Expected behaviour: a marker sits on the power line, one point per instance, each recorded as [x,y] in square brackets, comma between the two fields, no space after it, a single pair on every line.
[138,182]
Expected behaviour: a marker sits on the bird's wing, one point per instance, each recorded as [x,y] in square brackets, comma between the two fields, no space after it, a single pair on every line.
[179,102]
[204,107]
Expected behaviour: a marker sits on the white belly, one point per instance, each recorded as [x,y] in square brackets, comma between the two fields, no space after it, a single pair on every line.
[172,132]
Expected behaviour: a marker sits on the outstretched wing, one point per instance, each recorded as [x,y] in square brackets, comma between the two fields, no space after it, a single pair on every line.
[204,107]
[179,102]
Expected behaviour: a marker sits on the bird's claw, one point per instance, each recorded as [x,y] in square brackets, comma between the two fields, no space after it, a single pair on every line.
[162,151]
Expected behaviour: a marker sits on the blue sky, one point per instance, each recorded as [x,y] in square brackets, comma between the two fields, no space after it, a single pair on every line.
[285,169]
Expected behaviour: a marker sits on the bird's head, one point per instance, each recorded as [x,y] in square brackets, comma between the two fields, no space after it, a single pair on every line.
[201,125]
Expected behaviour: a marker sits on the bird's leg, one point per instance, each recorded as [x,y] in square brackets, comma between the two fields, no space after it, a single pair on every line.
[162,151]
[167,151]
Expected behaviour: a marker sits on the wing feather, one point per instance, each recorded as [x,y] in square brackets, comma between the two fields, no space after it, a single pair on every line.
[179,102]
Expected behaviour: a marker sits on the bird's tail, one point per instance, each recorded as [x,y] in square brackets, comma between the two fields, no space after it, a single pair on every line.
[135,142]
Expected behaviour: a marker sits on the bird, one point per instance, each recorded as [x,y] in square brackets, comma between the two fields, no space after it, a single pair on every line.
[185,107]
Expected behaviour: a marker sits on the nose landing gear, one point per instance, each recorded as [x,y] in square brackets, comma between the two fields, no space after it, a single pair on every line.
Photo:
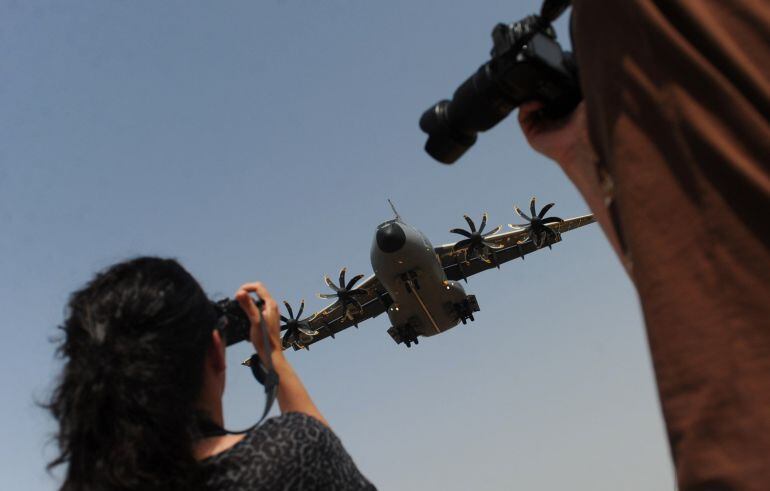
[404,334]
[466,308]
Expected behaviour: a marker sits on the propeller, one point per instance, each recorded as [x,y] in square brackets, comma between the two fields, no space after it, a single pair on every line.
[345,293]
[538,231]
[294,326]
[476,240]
◇ ◇ ◇ ◇
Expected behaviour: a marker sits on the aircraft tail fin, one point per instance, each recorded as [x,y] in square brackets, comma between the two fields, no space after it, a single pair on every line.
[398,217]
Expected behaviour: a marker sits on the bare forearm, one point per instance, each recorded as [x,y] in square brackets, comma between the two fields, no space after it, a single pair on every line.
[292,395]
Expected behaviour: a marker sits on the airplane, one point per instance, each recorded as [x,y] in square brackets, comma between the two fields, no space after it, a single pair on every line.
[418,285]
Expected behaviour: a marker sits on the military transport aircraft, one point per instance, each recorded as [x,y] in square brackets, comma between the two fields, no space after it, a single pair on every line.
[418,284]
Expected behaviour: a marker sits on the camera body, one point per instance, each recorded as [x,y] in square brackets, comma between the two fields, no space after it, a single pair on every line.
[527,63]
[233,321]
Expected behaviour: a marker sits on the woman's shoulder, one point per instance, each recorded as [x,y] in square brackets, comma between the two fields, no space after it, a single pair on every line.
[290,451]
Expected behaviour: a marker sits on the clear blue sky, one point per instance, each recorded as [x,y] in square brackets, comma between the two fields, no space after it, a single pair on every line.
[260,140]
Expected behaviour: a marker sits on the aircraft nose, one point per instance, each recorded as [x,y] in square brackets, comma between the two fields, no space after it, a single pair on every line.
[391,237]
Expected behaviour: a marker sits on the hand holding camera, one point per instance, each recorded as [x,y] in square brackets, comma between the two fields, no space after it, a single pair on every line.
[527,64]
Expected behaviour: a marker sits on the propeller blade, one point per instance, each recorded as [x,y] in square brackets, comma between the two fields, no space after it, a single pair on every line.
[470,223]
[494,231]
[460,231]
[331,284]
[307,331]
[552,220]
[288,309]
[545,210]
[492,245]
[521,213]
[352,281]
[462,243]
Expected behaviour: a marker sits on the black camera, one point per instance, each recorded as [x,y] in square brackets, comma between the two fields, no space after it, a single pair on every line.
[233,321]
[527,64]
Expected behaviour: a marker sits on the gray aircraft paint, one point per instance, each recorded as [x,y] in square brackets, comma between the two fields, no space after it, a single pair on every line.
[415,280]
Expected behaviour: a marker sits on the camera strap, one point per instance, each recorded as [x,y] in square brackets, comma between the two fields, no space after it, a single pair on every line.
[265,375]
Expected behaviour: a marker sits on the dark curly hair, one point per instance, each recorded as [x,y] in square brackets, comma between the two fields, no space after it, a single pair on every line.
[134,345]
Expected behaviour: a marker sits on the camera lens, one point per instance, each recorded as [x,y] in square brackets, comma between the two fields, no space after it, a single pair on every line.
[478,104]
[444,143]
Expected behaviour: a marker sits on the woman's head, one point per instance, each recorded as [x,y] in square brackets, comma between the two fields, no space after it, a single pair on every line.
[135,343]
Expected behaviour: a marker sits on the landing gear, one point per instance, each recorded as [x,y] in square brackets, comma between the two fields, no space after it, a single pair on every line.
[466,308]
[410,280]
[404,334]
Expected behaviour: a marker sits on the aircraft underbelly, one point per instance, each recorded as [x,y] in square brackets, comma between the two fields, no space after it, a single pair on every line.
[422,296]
◇ ◇ ◇ ◇
# What this task involves
Count the lines in the material above that contain the string "head", treating uppercase and lowercase as different. Reply with only the number.

# Solved problem
2